## begin

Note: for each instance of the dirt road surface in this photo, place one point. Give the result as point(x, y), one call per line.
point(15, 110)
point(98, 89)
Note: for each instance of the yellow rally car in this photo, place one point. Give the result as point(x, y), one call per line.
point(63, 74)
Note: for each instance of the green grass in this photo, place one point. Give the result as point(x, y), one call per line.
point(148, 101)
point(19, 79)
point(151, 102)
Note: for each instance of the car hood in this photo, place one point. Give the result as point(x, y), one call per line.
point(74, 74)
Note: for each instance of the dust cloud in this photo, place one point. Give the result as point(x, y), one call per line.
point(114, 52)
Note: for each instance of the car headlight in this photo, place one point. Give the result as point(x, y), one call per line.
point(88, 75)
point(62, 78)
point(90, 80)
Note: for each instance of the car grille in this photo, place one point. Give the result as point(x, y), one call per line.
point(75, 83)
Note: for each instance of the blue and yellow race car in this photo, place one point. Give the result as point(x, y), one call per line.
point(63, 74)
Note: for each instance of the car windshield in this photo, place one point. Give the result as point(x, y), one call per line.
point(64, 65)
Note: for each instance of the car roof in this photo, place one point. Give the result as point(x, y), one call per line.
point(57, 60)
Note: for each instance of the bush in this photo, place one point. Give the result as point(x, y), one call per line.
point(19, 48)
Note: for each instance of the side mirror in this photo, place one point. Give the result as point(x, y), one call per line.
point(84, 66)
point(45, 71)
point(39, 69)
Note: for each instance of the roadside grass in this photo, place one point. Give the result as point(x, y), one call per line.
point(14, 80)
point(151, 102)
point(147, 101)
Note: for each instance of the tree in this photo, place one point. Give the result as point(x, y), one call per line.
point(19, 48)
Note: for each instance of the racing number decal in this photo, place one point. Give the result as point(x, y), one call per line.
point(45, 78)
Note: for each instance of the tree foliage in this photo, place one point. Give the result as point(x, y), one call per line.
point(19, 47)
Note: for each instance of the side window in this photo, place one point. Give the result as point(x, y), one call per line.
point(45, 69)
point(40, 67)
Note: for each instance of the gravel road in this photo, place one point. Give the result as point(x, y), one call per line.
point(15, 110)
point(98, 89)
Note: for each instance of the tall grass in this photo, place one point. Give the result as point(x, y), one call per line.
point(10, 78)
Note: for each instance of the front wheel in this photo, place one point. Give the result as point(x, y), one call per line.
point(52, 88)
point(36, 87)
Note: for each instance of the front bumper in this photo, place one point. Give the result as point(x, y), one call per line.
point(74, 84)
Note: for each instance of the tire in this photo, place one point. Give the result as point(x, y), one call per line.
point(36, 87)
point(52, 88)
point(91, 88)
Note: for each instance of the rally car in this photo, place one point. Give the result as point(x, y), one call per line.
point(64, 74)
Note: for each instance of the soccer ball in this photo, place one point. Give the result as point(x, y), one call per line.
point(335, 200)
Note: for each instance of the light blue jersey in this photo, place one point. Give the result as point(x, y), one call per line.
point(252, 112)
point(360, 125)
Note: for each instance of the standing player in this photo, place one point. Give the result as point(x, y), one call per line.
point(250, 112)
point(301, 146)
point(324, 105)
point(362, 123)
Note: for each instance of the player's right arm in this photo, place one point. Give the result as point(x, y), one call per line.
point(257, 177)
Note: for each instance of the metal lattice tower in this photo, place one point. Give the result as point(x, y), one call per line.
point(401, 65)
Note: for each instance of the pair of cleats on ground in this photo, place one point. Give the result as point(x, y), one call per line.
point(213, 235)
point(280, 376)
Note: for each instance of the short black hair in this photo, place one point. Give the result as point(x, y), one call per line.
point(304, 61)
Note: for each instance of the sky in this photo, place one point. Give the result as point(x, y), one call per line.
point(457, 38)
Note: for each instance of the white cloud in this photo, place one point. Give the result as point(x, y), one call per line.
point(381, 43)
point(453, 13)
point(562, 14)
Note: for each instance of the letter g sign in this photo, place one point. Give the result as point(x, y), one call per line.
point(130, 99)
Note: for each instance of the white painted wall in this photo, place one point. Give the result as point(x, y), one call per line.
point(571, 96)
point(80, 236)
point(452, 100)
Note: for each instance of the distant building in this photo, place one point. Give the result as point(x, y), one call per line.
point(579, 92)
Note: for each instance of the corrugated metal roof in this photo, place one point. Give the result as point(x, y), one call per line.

## end

» **PROBLEM TO SOLVE**:
Copy every row above word for word, with no changes.

» **OUTPUT BELOW**:
Note: for each instance of the dirt road surface in this photo, place one point. Give the result as point(x, y), one call per line.
point(15, 110)
point(98, 89)
Note: for each instance of the yellow rally car in this photo, place one point. Give the result as point(x, y), one call per line.
point(63, 74)
Note: for each instance of the green grass in this photo, place one point. Give the result as point(x, y), one call per line.
point(148, 101)
point(19, 79)
point(151, 102)
Note: for each instance of the car hood in this photo, place one point. Give the result as point(x, y), one call per line.
point(74, 74)
Note: for each instance of the dust cloud in this photo, place one point. Give the result as point(x, y), one call per line.
point(114, 52)
Note: for each instance of the car headlight in this photo, place one point. Give the result as point(x, y), one call per line.
point(88, 75)
point(62, 78)
point(90, 80)
Note: for each instance of the car grille in this photo, place one point. Give the result as point(x, y), one call per line.
point(75, 83)
Note: for each instance of the blue and yellow race car in this photo, place one point. Give the result as point(x, y), one call per line.
point(63, 74)
Note: for each instance of the car windshield in this photo, place one point. Give the result as point(x, y), one call per line.
point(64, 65)
Note: for each instance of the car roof in this photo, place one point. Give the result as point(x, y), one call per line.
point(57, 60)
Note: for each instance of the bush in this photo, place one point. Give the result as point(x, y), one call per line.
point(19, 48)
Note: for each instance of the side mirror in this photo, place one point. Give the result as point(x, y), one call per line.
point(84, 66)
point(45, 71)
point(39, 69)
Note: for each instance of the roadside grass in this photo, place one point. Give the result as point(x, y), one call per line.
point(14, 80)
point(151, 102)
point(147, 101)
Note: for each instance of the tree in this photo, place one point. Give the result as point(x, y), one call per line.
point(19, 48)
Note: for each instance of the racing number decal in this photo, place one point. Give the result as point(x, y), one call per line.
point(45, 78)
Note: for each instance of the tree foliage in this photo, place one point. Give the result as point(x, y), one call per line.
point(19, 47)
Note: for each instance of the side window in this photo, place one point. Give the result as point(x, y), one call per line.
point(45, 69)
point(40, 67)
Note: for each instance of the gravel road in this photo, place one point. Give the result as point(x, y), one call per line.
point(15, 110)
point(98, 89)
Note: for each instance of the tall grass in this photo, place one point. Give the result as point(x, y), one call per line.
point(10, 78)
Note: for each instance of the front wheel in this photo, place one point. Give the result as point(x, y), one call per line.
point(52, 88)
point(36, 87)
Note: for each instance of the front bumper in this photo, place one point. Give the result as point(x, y), one call per line.
point(74, 84)
Note: for each instance of the tire in this photo, place one point. Give the result as point(x, y), one call per line.
point(36, 87)
point(52, 88)
point(91, 88)
Note: for each instance of the rally car in this photo, place one point. Give the result as point(x, y), one call per line.
point(64, 74)
Note: for each instance of the soccer ball in this photo, place one point. Give the result as point(x, y), one call per line.
point(335, 200)
Note: for each instance of the light blue jersey in this photo, place one point. Give the result as point(x, y), one call per line.
point(252, 112)
point(360, 125)
Note: for each instance of the standing player in this photo, place one point. Give the result as point(x, y), one call per line.
point(250, 112)
point(301, 146)
point(324, 105)
point(362, 123)
Note: for each instance of the player's right arm in this photo, place one point. Give the result as point(x, y), one call per line.
point(257, 177)
Note: for each instance of the metal lattice tower in this photo, place one point. Give the result as point(x, y), one call per line.
point(401, 65)
Note: for each instance of the pair of cleats on ground in this photo, place one point. Give the result as point(x, y), one call per line.
point(213, 235)
point(280, 376)
Note: for each instance of the short black hair in this photo, place one point. Give the result as point(x, y), one call per line.
point(304, 61)
Note: for each instance of the sky in this photo, place one point. Give the result as point(x, y), one call per line.
point(457, 38)
Note: for each instance of the white cloud in this photo, place one point. Give the result as point(x, y), one call per line.
point(381, 43)
point(453, 13)
point(562, 14)
Note: for each instance of the letter g sign in this photo, place one point. Give the result as point(x, y), one call per line.
point(130, 99)
Note: for each instance of the white painted wall in this photo, place one point. Give the result as point(x, y), one call per line.
point(571, 96)
point(80, 236)
point(452, 100)
Note: for each instance of the distant building in this photo, place one point. Give the result as point(x, y), one call per line.
point(579, 92)
Note: for each instance of the corrugated metal roof in this photo, place one point. Give the result as point(x, y), one call per line.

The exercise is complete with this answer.